== WHAT IS ASKED ==
Count the lines in the rows below that contain the string "mowed". Reply with the number only.

== THE INPUT ==
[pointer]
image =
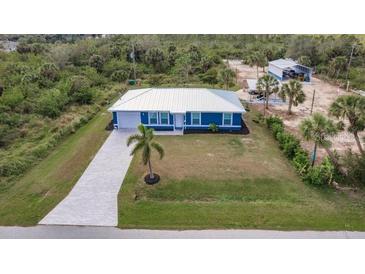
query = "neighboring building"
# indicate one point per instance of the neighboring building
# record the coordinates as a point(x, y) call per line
point(178, 109)
point(250, 85)
point(285, 69)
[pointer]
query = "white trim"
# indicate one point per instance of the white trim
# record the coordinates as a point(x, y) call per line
point(168, 117)
point(149, 118)
point(223, 118)
point(200, 118)
point(207, 126)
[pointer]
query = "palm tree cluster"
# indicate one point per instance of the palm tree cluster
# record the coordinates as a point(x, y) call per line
point(293, 90)
point(319, 128)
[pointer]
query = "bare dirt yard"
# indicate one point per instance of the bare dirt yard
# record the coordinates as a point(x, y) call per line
point(325, 94)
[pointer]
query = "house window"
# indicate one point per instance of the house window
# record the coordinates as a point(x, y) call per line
point(153, 118)
point(195, 118)
point(227, 119)
point(164, 116)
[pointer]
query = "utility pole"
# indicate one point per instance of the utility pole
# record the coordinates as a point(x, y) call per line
point(134, 62)
point(314, 93)
point(348, 67)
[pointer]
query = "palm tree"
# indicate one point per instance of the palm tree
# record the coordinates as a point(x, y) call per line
point(337, 65)
point(226, 76)
point(258, 59)
point(267, 85)
point(318, 129)
point(144, 142)
point(351, 107)
point(293, 90)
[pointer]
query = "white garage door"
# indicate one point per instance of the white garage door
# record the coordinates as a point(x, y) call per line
point(128, 119)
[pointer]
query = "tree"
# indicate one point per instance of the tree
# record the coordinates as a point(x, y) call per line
point(52, 103)
point(318, 129)
point(49, 72)
point(338, 65)
point(120, 75)
point(305, 61)
point(210, 77)
point(80, 90)
point(97, 62)
point(293, 90)
point(226, 76)
point(156, 58)
point(267, 85)
point(184, 67)
point(351, 107)
point(145, 143)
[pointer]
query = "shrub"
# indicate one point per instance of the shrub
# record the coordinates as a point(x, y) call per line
point(12, 98)
point(85, 96)
point(120, 75)
point(301, 161)
point(355, 166)
point(320, 175)
point(52, 103)
point(271, 120)
point(213, 127)
point(97, 62)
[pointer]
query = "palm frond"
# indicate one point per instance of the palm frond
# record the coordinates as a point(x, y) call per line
point(159, 149)
point(137, 147)
point(133, 138)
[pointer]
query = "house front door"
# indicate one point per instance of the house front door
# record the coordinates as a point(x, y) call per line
point(179, 120)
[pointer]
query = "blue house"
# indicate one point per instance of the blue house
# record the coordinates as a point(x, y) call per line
point(178, 109)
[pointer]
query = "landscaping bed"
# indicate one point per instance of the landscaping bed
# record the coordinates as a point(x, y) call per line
point(231, 181)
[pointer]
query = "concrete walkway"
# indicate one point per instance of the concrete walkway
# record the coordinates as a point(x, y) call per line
point(80, 232)
point(93, 200)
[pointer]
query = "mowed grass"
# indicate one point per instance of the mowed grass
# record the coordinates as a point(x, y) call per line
point(231, 181)
point(28, 199)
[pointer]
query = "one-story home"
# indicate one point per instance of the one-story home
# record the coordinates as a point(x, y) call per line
point(178, 109)
point(285, 69)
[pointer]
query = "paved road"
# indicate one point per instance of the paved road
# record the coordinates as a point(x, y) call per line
point(93, 200)
point(83, 232)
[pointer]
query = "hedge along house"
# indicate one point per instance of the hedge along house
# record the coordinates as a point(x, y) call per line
point(286, 69)
point(178, 109)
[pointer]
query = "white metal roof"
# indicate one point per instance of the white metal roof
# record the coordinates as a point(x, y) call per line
point(251, 84)
point(283, 63)
point(179, 100)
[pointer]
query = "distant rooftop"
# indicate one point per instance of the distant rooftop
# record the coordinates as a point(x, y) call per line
point(285, 63)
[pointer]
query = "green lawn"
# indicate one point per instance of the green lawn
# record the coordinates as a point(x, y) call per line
point(231, 181)
point(28, 199)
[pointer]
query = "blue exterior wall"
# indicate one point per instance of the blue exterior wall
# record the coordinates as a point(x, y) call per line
point(115, 118)
point(188, 118)
point(211, 117)
point(144, 117)
point(206, 119)
point(236, 119)
point(161, 127)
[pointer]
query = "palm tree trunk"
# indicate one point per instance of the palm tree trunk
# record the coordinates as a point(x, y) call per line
point(334, 161)
point(358, 142)
point(290, 105)
point(150, 170)
point(314, 155)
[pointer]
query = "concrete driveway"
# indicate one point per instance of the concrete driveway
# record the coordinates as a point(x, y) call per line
point(93, 200)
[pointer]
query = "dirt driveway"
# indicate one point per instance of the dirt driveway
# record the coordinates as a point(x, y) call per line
point(325, 94)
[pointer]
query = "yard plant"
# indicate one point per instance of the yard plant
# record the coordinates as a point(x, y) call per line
point(145, 143)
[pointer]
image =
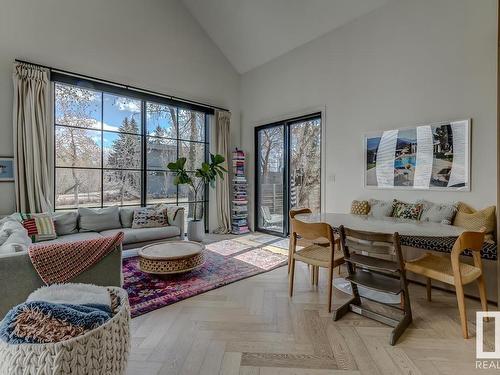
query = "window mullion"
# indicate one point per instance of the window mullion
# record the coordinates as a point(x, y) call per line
point(102, 149)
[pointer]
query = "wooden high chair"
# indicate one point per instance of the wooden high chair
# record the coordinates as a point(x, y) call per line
point(449, 270)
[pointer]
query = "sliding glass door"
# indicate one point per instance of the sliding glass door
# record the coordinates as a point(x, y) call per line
point(305, 164)
point(270, 174)
point(288, 171)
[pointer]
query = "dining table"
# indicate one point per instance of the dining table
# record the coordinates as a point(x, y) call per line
point(387, 225)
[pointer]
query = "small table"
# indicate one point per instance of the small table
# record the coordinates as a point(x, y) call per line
point(166, 258)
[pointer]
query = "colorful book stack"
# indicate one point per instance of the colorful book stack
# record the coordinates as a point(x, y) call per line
point(240, 199)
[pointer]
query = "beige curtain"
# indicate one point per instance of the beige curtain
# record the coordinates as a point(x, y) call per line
point(222, 136)
point(31, 121)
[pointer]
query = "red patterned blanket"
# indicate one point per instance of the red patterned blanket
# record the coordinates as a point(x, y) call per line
point(60, 262)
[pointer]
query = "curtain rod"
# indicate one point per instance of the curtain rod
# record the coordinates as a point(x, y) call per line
point(128, 87)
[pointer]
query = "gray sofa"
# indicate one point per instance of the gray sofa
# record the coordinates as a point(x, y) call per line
point(18, 278)
point(73, 226)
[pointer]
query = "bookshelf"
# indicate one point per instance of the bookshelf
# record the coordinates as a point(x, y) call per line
point(239, 204)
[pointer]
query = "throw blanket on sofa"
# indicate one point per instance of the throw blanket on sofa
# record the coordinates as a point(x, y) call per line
point(61, 262)
point(43, 322)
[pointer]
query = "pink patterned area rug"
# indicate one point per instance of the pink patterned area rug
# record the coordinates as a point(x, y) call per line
point(226, 261)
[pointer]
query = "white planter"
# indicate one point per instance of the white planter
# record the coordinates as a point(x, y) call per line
point(196, 230)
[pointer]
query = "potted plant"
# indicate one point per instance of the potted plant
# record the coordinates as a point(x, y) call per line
point(206, 175)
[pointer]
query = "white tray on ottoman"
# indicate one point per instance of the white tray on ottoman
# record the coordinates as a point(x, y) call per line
point(171, 257)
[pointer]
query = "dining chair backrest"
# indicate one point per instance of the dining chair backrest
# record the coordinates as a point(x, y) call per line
point(469, 241)
point(299, 211)
point(311, 231)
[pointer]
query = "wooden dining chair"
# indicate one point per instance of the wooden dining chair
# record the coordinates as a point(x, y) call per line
point(449, 270)
point(314, 254)
point(303, 242)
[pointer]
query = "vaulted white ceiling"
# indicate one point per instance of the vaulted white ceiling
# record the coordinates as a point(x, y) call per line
point(253, 32)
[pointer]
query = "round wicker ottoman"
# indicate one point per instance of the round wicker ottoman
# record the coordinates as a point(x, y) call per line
point(103, 350)
point(167, 258)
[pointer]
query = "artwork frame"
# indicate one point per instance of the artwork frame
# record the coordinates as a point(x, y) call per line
point(435, 156)
point(7, 169)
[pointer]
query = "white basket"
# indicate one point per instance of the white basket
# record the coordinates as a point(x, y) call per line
point(103, 350)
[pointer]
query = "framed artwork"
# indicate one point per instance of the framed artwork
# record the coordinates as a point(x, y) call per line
point(6, 169)
point(428, 157)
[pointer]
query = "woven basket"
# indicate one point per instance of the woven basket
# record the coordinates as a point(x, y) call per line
point(103, 350)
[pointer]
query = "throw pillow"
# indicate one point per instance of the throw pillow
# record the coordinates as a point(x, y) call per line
point(360, 207)
point(40, 227)
point(438, 212)
point(149, 217)
point(471, 219)
point(98, 220)
point(404, 210)
point(380, 209)
point(66, 222)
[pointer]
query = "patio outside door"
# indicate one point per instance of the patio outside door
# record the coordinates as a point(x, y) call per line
point(288, 171)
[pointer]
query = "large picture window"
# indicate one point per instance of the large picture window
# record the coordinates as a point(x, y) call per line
point(113, 148)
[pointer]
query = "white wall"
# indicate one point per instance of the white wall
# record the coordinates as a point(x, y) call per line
point(154, 44)
point(407, 63)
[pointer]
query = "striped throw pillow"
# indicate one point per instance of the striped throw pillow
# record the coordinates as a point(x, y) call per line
point(40, 227)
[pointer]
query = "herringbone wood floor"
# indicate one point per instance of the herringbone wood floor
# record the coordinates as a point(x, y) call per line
point(252, 327)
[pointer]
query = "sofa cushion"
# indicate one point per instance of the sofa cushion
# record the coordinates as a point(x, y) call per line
point(127, 216)
point(66, 222)
point(40, 227)
point(380, 209)
point(438, 212)
point(150, 217)
point(97, 220)
point(82, 236)
point(144, 234)
point(13, 236)
point(360, 207)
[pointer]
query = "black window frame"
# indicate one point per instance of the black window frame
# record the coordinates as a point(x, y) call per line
point(144, 97)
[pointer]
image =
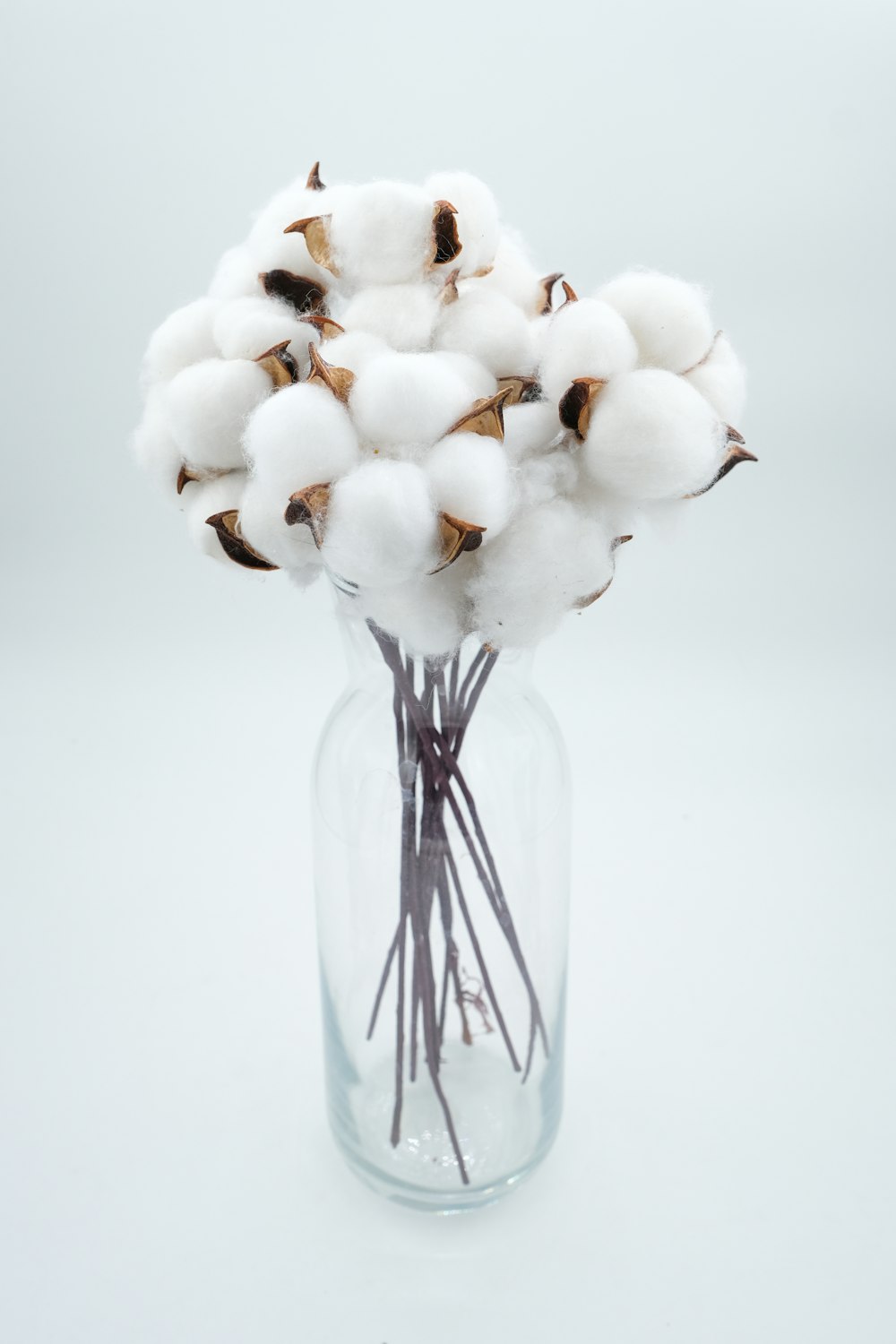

== THE COMPLETED TASK ==
2